#### [Exercise tasks]
1. Answer these questions about the forum post on a fast sqrt() approximation:
(a) What fixed point number format was the approximation meant to work on?
(b) Which operation does polynomial approximation use in place of DIV?
(c) What does the post suggest using as the index for the look-up table of a and b?
2. Write the next part of the forum post on a fast sqrt() approximation, picking up after its final sentence.

╭─ Document extract

New fast sqrt() approximation

Aleks Jakulin

unread,

Aug 17, 1995, 3:00:00 AM8/17/95

to

There are several extremely fast square root routines around. But I
anyway wondered if it is possible to make a very fast approximation
which would work on 16:16 fixed point numbers, would not interpolate,
would not DIV, would not eat up 1 MB of memory for LUTs, etc.

So I made a funny new system which can be very fast and spend very
little memory. The natural choice is polynomial approximation, where
we use the input variable as the parameter. It is just as precise as
interpolation, but takes a MUL instead of DIV.

So, if you have x, you have to retrieve a and b somehow and then
calculate: y = a * x + b;

Great. But how do we determine a and b? OK, I will not go into details
here. a and b are Taylor polynom coefficients, and are calculated by
means of calculating the first few terms of a Taylor polynom.

Great. But how do we determine a and b *fast* maintaining precision and
not wasting too much memory? Of course a look-up table is the best
choice, but it would be too large...

The answer lies in a filtering function:

If you look at the graph of sqrt() you will see that the a and b should
change much more often for small numbers than for large ones. If you
keep looking for some time, you'll see that you could have a LUT for a &
b pair, but use the integer part of log2(x) or a similar function as the
index.

Anyway, the approximations I am getting for numbers greater than 1 (for
smaller numbers the errors are greater, not because of my method, but
because of relative error with fixed point numbers) are within 1%.

╰─
╭─ Given information

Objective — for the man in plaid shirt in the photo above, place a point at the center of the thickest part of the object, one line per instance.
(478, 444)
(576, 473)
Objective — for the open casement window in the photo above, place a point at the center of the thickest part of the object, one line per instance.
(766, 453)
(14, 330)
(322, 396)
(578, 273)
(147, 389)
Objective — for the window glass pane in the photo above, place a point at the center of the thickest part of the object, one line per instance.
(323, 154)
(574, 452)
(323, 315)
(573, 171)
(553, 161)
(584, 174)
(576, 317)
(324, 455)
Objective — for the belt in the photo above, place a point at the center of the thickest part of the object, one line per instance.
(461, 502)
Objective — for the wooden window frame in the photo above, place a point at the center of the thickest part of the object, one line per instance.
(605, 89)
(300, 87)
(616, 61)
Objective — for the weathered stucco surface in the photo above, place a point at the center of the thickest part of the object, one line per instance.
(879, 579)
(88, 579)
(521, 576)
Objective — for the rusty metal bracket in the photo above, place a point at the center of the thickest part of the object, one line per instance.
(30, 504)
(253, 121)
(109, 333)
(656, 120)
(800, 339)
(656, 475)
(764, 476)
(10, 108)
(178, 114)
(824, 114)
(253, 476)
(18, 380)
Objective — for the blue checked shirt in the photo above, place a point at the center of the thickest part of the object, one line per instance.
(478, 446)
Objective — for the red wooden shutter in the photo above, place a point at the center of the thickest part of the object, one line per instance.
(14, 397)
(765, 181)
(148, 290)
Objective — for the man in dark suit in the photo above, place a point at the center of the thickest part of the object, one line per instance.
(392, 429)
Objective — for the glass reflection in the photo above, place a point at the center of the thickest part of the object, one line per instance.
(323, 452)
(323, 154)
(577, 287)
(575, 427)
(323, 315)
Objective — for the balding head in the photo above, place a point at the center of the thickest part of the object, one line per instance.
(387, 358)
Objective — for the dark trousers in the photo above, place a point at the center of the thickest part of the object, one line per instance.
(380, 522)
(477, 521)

╰─

#### [Results by task]
1.
(a) 16:16 fixed point numbers.
(b) A MUL.
(c) The integer part of log2(x), or a similar function.

2.
The nice thing about integer part of log2(x) is that it can be
calculated very fast. I used the slow 386+ microcodeprocedure bsr; it
can be done faster with a logarithmic look-up table or with a couple of
discriminative tests (0x0000ffff -> 0x00ff00ff -> ....)

If you mind the MUL, you can create a LUT of pointers onto small
functions each of which approximates or calculates the MUL with shifts
and adds. If you mind precision, you can create another coefficient, and
do two MULs (or approximations) extra, or you can decimate the existing
filtering function.

Also, please ignore the stack operations and the ax-dx shifts in the
end. That's needed for compatibility with BC 3.5 which I used at the
time I fiddled with that. The real routine is the incredible 6 lines of
simple 80386 code between the star comments.

Feedback is always welcome.

Regards,

Alex Jakulin

--------------------------------------------------------------------------
MODEL LARGE
IDEAL
P386

SEGMENT CODE
ASSUME cs:CODE, ds:NOTHING

LABEL Tab
DD 157, 6849270
DD 222, 4843165
DD 314, 3424635
DD 443, 2421583
DD 627, 1712317
DD 887, 1210791
DD 1254, 856159
DD 1774, 605396
DD 2508, 428079
DD 3547, 302698
DD 5017, 214040
DD 7094, 151349
DD 10033, 107020
DD 14189, 75674
DD 20066, 53510
DD 28378, 37837
DD 40132, 26755
DD 56756, 18919
DD 80265, 13377
DD 113512, 9459
DD 160530, 6689
DD 227023, 4730
DD 321060, 3344
DD 454047, 2365
DD 642119, 1672
DD 908093, 1182
DD 1284238, 836
DD 1816187, 591
DD 2568476, 418
DD 3632374, 296
DD 5136952, 209
DD 7264748, 148
DD 10273905, 105

PROC KORE FAR
PUBLIC KORE
push bp
mov bp,sp
mov eax,[bp+6]
; *****
bsr ebx,eax ; bx = # of leftmost 0
; bits in eax
jz ret0 ;) (guess)

lea ebx,[ebx*8] ; bx *= 8 (offset calc)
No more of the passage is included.